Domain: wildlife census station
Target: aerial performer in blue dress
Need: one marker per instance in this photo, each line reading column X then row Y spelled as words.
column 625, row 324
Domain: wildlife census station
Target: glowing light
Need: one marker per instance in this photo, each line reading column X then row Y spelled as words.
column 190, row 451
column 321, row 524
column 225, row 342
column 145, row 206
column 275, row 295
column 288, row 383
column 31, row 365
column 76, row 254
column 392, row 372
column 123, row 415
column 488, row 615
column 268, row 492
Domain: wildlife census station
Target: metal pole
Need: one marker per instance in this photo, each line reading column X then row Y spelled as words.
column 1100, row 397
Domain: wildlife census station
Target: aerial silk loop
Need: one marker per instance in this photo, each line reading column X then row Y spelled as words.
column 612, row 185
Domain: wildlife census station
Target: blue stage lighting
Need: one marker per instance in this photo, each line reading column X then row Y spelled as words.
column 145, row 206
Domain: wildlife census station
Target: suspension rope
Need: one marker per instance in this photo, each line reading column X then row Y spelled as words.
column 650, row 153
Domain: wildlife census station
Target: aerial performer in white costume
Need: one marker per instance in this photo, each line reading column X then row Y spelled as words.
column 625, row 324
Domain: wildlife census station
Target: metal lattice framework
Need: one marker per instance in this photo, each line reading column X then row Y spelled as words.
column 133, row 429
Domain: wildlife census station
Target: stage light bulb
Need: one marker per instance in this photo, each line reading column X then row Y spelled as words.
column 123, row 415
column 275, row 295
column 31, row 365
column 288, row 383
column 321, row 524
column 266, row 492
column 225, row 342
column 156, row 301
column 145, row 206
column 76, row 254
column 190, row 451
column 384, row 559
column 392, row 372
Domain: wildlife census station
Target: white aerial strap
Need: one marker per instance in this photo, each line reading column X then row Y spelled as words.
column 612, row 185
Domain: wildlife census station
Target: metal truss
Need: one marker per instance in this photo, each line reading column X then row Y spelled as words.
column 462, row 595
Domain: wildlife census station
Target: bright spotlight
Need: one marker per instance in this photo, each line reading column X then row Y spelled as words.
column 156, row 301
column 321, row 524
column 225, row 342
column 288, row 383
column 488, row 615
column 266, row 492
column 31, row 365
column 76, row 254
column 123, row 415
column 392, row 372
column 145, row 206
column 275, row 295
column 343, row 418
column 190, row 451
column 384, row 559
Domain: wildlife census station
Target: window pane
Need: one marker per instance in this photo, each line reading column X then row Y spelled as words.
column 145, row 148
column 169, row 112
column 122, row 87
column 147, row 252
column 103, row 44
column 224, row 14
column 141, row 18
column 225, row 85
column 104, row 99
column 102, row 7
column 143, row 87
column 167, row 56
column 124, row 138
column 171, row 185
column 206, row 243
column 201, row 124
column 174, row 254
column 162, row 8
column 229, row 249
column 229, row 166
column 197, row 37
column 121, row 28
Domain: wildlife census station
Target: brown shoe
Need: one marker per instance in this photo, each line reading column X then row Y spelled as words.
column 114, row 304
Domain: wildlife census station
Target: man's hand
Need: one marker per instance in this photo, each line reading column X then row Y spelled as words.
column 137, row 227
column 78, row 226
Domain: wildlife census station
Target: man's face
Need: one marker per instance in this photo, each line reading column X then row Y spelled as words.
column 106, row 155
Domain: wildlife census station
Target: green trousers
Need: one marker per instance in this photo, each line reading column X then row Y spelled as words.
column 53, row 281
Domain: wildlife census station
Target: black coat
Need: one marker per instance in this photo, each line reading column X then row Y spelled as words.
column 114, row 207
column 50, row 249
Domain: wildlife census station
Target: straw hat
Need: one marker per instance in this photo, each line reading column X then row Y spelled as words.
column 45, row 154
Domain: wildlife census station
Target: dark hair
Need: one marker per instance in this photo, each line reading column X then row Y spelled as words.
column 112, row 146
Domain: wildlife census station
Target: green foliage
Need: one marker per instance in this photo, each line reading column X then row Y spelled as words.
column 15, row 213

......

● **Problem to solve**
Look for the word "stage" in every line of the listing and copy the lines that have it.

● **Exercise response**
Target: blue stage lighting
Target: stage light bulb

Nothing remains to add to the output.